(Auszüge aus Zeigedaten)
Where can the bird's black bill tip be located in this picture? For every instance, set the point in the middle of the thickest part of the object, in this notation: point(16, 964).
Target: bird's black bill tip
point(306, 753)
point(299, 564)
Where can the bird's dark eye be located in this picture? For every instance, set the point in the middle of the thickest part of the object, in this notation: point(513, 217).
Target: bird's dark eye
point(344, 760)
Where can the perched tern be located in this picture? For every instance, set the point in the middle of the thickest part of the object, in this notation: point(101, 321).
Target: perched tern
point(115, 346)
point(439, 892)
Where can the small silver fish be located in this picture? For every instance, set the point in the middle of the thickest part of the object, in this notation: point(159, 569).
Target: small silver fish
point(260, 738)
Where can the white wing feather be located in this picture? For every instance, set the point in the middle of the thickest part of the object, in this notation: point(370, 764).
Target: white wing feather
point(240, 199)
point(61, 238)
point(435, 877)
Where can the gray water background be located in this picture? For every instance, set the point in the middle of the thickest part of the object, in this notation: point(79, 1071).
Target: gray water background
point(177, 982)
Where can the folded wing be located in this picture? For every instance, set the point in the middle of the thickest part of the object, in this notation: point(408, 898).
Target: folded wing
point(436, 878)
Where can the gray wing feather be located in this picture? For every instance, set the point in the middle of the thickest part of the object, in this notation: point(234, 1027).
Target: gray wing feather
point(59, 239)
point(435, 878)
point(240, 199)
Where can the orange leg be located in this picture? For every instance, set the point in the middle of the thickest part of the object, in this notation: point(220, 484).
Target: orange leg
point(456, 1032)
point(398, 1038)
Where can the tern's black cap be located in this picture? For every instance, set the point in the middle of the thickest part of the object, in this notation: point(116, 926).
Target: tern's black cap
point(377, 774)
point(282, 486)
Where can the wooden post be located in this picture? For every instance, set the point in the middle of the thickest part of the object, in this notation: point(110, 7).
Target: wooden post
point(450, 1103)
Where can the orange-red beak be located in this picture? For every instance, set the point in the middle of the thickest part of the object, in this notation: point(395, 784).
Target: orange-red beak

**Ziel der Übung**
Übertrage alle Einträge oben zeilenweise in eine JSON-Liste aus Zeichenketten. Jede Zeile wird zu einer Zeichenkette, Leerzeilen lässt du weg.

**Ergebnis**
[
  "Where can the bird's black bill tip be located in this picture? For every instance, set the point in the middle of the thickest part of the object, in this notation: point(16, 964).",
  "Target: bird's black bill tip",
  "point(306, 753)",
  "point(299, 564)",
  "Where can the bird's dark eye be located in this picture? For every instance, set the point in the middle of the thickest part of the object, in this notation: point(513, 217).",
  "Target: bird's dark eye",
  "point(344, 760)",
  "Where can the perched tern be located in this picture? For every instance, set the point in the middle of the thickest part of the object, in this notation: point(101, 321).",
  "Target: perched tern",
  "point(115, 346)",
  "point(439, 892)",
  "Where can the small silver fish be located in this picture? For every instance, set the point in the middle of the thickest part of the object, in this notation: point(159, 569).",
  "Target: small silver fish",
  "point(260, 738)",
  "Where can the white wing feather be located in this picture? For every instance, set the point in the middle of the thickest part of the object, in this notation: point(370, 764).",
  "Target: white wing feather",
  "point(240, 199)",
  "point(61, 238)",
  "point(435, 877)",
  "Where can the gray water background be located in this picture? For every instance, set the point in the middle of the thickest part of the object, in this notation: point(79, 1071).",
  "Target: gray water background",
  "point(177, 982)",
  "Where can the folded wing be located in this picture? For every instance, set the point in the middle of the thickest part of the object, in this notation: point(408, 898).",
  "Target: folded wing",
  "point(436, 878)",
  "Where can the gray wing feather be located in this picture? For every instance, set the point in the middle of the thickest part of the object, in this notation: point(234, 1027).",
  "Target: gray wing feather",
  "point(59, 239)",
  "point(435, 878)",
  "point(240, 199)",
  "Where can the orange leg be located in this picture? For every instance, set the point in the middle of the thickest part of the object, in this notation: point(220, 484).",
  "Target: orange leg",
  "point(456, 1032)",
  "point(398, 1038)",
  "Where can the tern's black cap be located in this picture? For every instance, set the point in the middle of the thickest part of the object, in this notation: point(116, 926).",
  "Target: tern's black cap",
  "point(377, 774)",
  "point(282, 486)",
  "Where can the wooden post be located in this picture? For every instance, set the point in the middle of the thickest part of the object, in this notation: point(110, 7).",
  "Target: wooden post",
  "point(450, 1103)",
  "Where can the orange-red beak be located in this picture? For every instance, set the point in the middle of the thickest part of the object, in this notation: point(395, 784).",
  "Target: orange-red beak"
]